### What is being asked
Pick up the text on updating your Will during life's second stage after its final line and continue it.

During the second major stage in an individual’s/couple’s life, one’s priorities, needs and concerns are probably changing. Most often during this period, children are in their adolescent years or older and therefore concerns of ensuring an adequate guardian for your children is probably not as strong as before. This is also the time that one becomes more financially stable and therefore the accumulation of assets has increased considerably. Your marital status (single, married, divorced, etc.) may have changed since you initiated your Will and these changing circumstances can have legal and estate planning implications. Now you will have to re-consider your goals and needs in order to maintain your Will and your personal estate planning strategy. The following are some considerations that may be taken into account.
- Assessment of your financial status and personal goals and priorities. As with young family planning, this assessment is mandatory during all stages of one’s life and therefore will be an ongoing process;
- Review your will and make necessary changes. Reviewing your will should be done regularly (approximately once a year) to keep up with any provincial legislative changes and also to change your Will to correspond with changing circumstances. If your marital status changes, it is important to make this change within your Will in order to prevent it from being challenged by a past spouse or children of a previous marriage;
- Consult expert professionals regarding your Will as well as your financial situation. Generally your needs, circumstances and financial/tax situations become more complex and therefore you should consider obtaining more skillful advisor to meet your specific circumstances;
- Re-asses your choice for an executor to match the complexity of your personal and financial assets.

### Information provided
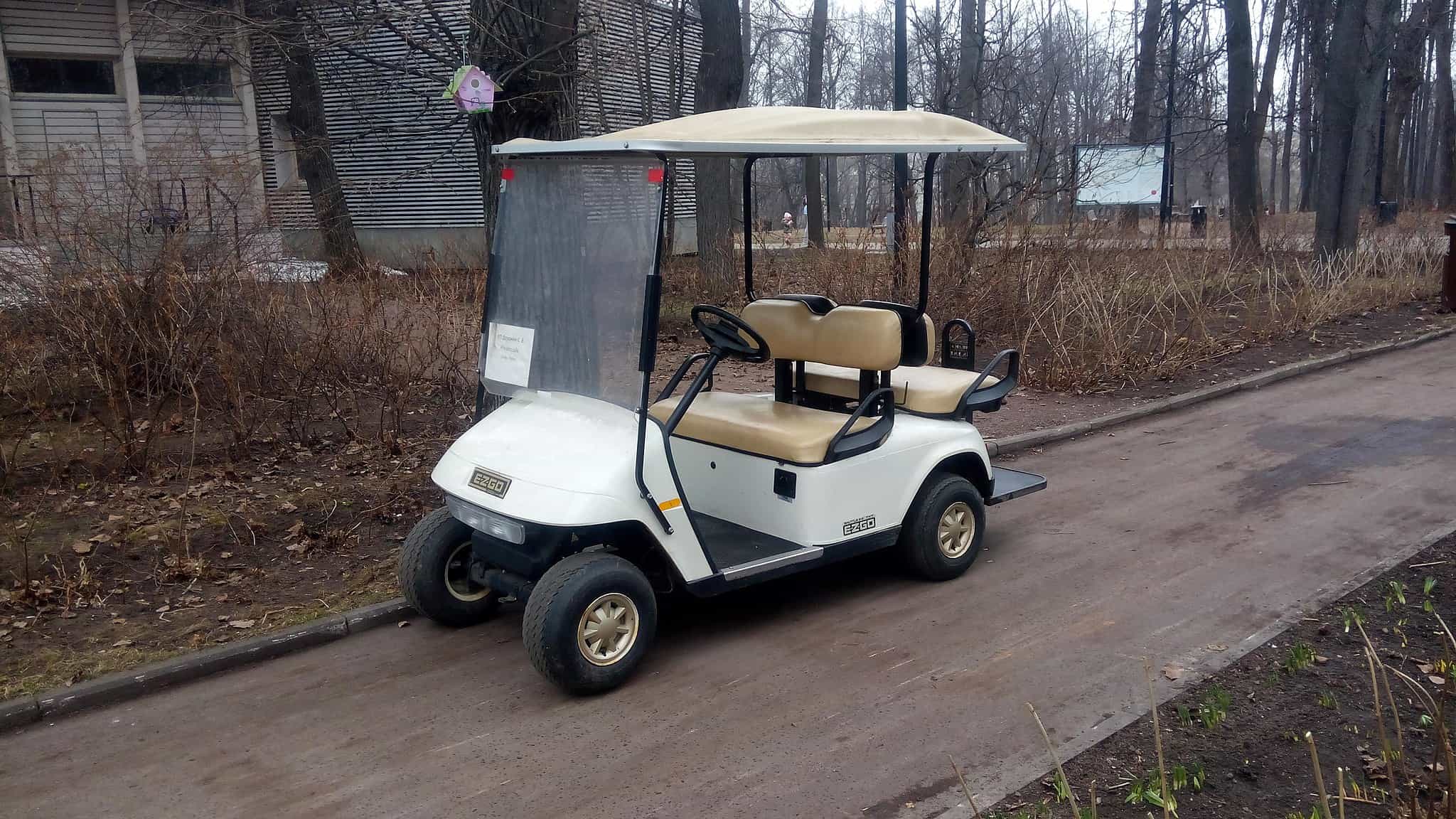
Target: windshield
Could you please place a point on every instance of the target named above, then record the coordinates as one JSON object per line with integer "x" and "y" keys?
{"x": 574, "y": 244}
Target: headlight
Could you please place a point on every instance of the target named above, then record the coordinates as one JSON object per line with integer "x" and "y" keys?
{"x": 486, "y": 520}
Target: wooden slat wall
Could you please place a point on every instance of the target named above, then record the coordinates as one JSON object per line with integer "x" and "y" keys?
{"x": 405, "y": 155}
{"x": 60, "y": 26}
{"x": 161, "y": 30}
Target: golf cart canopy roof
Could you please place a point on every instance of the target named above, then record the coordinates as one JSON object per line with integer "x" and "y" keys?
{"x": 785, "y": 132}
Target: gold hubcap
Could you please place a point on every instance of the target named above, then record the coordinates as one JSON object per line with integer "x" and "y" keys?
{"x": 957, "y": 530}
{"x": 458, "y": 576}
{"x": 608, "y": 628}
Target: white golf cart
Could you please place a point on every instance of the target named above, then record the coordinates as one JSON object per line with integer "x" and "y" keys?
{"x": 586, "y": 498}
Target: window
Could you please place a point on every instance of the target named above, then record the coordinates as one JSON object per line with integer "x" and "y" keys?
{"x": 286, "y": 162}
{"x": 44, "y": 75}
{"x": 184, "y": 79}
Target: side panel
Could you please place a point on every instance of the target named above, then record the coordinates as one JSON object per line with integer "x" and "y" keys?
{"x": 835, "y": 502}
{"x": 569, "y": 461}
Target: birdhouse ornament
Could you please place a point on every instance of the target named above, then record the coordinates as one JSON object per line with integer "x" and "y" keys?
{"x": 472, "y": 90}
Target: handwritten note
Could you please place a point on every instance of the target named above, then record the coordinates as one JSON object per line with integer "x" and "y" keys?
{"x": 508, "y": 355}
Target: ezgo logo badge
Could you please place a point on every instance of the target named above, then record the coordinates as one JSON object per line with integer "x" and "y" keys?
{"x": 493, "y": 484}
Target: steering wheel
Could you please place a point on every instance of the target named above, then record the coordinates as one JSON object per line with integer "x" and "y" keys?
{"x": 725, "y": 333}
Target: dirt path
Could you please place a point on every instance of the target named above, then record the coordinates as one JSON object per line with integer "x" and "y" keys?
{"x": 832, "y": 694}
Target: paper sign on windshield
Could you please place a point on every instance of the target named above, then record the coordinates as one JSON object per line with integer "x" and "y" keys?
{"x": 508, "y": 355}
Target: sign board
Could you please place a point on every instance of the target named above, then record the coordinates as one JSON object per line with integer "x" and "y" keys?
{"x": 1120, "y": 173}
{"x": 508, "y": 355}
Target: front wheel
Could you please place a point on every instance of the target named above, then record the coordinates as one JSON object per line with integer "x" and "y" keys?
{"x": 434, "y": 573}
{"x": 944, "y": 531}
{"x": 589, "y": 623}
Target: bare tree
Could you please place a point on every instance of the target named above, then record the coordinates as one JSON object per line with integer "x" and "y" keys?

### Answer box
For older families, one could be approaching retirement or planning for their retirement. At this stage, you and your spouse may also have health concerns or medical needs that should be taken into account. Assets owned are probably at their highest and although you may have children whom are married sometime you may still need to provide some financial support to these members. Since there are so many life changing events during this stage is it important to consider some of the following to guarantee proper estate planning.
- Continue to assess your financial and personal status, needs, goals and priorities. Soon you may consider selling your home and move to a desired environment or you may wish you spend your retirement travelling;
- Continue to annually review your Will. At this time you can choose to use your money for personal adventures for yourself and your spouse and leave the remaining money to your children. Alternatively, you may want to leave money for your grandchildren’s education or provide a starting point for their lives. You may also choose to disinherit an individual from your Will or create new clauses that correspond to your wants. Here you must make sure that your lawyer uses accurate and appropriate words in order to prevent your Will from being contested at another time.
- Again, re-assess your executor and trustee. You may also wish to appoint a co-executor and co-trustee if necessary.
- Seek professional advice in order to reduce taxes consequences for your beneficiaries.